### To do
1. In the backup techniques notes, how many tapes does the Grandfather-Father-Son strategy need in total with a 5-day workweek?
2. Repeat a passage from the backup techniques notes word for word, beginning at the words "The above is" and stopping after "to that period.".

CompTIA® Server+ Exam Notes : Backup Techniques

6. Disaster Recovery

6.2 Backup techniques

Grandfather-Father-Son: It is a backup strategy that provides reliable and complete backup plan for entire year. It contains incremental daily backups, FULL weekly backups, and monthly FULL backups. The daily backup tapes are rotated every week. If you take incremental backups 4 days a week, the tape gets rotated on the fifth working day. Therefore, you need 4 tapes for daily backups. The weekly FULL backup tape is rotated after every 4 weeks. That means you need 4 tapes for weekly backup. Also, FULL backup is taken every month. It is recommended to keep the monthly backup tape away from the server premises for safety and security reasons. For 12 months you need 12 tapes. Therefore, it adds up to:

4 incremental daily backup tapes + 4 weekly FULL backup tapes + 12 monthly FULL backup tapes. This is equal to 20.

The above is assuming a 5-day workweek. If you have 6-day workweek, you may tend to take incremental backups for 6 days a week (including Saturday). Then the tapes required for incremental backups become 5, and the total number of tapes required would be 21.

The only tape required would be the FULL monthly backup tape corresponding to the said month. Note that daily incremental backup tapes get rotated every week, and the weekly full backup tapes get rotated every 4 weeks. Only monthly backup tapes are stored securely for one full year. Therefore, to restore a file that was 6 months before, you need only one monthly backup tape corresponding to that period.

### Information given
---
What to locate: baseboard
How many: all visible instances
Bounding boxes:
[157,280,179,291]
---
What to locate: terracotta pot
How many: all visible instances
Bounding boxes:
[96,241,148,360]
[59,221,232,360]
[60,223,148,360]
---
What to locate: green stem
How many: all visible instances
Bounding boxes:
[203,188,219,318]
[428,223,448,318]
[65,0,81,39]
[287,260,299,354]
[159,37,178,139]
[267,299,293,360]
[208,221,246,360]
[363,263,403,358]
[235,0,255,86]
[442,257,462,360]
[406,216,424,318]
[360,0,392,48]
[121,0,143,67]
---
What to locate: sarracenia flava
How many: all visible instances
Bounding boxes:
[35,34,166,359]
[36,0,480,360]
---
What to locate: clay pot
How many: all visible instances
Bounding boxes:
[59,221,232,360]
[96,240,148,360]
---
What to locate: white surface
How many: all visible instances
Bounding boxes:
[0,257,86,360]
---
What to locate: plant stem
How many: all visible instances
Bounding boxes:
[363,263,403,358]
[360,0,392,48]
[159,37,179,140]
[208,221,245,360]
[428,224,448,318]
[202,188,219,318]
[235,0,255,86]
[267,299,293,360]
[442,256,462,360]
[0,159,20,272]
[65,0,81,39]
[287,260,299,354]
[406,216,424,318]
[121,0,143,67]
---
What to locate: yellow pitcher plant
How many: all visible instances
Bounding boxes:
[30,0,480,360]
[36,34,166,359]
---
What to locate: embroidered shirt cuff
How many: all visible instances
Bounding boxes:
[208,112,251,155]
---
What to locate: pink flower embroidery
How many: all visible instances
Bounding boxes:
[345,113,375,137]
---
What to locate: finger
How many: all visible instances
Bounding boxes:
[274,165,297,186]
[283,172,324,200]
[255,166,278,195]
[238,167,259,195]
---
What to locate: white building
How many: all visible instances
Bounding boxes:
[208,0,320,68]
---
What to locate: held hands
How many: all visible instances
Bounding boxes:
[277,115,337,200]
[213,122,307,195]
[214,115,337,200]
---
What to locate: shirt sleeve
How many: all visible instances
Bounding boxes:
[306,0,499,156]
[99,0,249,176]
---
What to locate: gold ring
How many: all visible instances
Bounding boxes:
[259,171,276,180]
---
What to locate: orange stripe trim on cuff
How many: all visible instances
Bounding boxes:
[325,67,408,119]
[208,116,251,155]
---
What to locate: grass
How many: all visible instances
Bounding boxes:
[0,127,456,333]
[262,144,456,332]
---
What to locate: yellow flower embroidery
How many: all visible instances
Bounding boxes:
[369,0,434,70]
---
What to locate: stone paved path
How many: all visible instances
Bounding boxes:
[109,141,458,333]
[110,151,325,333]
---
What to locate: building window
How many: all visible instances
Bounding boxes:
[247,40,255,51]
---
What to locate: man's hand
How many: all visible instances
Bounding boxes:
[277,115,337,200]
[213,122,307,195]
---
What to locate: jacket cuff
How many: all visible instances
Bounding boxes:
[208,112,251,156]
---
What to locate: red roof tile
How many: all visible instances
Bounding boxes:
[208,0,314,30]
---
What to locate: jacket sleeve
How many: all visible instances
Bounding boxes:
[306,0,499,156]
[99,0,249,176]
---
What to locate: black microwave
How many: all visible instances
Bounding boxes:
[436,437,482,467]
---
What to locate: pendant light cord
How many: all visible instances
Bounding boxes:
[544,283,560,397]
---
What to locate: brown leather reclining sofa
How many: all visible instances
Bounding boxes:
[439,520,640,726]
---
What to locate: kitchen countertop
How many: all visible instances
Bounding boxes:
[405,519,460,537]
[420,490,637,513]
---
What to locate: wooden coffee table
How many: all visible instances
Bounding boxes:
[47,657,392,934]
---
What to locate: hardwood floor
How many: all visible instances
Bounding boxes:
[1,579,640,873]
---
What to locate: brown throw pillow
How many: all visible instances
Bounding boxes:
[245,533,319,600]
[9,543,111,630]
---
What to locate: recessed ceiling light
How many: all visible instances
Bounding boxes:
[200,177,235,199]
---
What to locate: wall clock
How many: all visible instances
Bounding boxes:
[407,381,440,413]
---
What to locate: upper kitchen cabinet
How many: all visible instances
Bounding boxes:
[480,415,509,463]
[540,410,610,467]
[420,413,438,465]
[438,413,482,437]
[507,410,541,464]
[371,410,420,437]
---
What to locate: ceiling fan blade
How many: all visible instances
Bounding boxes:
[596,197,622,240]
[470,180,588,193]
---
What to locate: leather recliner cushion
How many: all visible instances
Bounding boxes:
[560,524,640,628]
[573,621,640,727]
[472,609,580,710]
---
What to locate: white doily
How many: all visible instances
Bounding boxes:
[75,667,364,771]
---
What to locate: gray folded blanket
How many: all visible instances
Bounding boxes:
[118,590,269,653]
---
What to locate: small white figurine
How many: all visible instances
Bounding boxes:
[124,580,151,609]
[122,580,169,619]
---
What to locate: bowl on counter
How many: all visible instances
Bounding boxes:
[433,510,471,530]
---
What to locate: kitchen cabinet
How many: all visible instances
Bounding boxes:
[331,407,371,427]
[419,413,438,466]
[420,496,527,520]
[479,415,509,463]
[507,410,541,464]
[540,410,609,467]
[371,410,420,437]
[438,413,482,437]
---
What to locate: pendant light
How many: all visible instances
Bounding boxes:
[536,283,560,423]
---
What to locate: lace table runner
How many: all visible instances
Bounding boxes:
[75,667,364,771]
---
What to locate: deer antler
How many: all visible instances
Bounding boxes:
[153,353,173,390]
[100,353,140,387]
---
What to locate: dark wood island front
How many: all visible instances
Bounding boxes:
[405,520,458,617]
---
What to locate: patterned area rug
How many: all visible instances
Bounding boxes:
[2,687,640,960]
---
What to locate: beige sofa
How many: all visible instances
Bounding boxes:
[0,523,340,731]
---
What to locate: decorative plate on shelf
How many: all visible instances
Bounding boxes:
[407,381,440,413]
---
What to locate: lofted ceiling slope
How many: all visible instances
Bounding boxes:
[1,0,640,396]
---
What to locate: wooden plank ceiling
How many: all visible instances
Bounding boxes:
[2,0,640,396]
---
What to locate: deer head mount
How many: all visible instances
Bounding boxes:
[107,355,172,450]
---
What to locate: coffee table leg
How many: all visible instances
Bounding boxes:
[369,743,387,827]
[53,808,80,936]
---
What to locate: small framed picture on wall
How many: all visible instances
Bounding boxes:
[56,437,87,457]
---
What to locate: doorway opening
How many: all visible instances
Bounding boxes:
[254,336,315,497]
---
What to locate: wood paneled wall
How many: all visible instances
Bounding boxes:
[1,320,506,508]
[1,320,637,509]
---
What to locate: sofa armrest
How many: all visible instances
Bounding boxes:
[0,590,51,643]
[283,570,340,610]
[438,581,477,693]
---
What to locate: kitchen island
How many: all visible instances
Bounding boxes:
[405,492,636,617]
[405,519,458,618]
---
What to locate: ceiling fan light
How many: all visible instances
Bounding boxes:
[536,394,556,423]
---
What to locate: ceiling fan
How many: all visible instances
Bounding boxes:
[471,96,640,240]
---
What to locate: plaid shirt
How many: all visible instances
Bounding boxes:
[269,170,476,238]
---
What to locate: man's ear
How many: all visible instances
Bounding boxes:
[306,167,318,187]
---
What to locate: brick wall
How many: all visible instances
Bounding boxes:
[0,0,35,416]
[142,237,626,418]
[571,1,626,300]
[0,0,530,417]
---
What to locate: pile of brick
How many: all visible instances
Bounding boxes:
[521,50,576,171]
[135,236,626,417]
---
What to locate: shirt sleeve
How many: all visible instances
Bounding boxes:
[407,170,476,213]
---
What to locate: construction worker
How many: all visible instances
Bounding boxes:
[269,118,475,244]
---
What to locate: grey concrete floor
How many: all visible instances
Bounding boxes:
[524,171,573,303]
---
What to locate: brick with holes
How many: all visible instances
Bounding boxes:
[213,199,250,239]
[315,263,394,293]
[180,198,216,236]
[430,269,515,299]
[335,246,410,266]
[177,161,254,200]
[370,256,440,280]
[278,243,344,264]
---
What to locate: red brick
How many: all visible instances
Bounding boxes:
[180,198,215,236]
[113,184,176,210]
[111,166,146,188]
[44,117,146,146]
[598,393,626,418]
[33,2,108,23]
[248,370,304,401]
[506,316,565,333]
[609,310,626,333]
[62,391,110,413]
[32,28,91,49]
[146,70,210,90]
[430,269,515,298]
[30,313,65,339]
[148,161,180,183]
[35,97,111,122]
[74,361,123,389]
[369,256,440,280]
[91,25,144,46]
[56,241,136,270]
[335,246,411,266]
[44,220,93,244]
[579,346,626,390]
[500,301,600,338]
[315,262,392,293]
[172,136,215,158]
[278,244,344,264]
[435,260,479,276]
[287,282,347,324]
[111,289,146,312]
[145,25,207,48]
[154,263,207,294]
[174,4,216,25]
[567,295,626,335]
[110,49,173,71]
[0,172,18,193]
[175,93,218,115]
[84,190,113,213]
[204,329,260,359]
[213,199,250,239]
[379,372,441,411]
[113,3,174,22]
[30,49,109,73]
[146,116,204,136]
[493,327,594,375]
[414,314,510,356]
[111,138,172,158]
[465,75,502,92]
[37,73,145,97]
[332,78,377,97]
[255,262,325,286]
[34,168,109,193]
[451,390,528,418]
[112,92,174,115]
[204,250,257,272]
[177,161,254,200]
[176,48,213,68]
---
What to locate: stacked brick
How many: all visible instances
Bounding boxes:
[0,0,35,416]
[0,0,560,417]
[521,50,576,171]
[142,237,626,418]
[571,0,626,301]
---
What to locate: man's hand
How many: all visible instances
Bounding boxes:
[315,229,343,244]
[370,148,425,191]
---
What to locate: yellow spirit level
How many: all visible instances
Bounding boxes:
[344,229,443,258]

### Responses to the exercise
1. 20 tapes.

2.
The above is assuming a 5-day workweek. If you have 6-day workweek, you may tend to take incremental backups for 6 days a week (including Saturday). Then the tapes required for incremental backups become 5, and the total number of tapes required would be 21.

The only tape required would be the FULL monthly backup tape corresponding to the said month. Note that daily incremental backup tapes get rotated every week, and the weekly full backup tapes get rotated every 4 weeks. Only monthly backup tapes are stored securely for one full year. Therefore, to restore a file that was 6 months before, you need only one monthly backup tape corresponding to that period.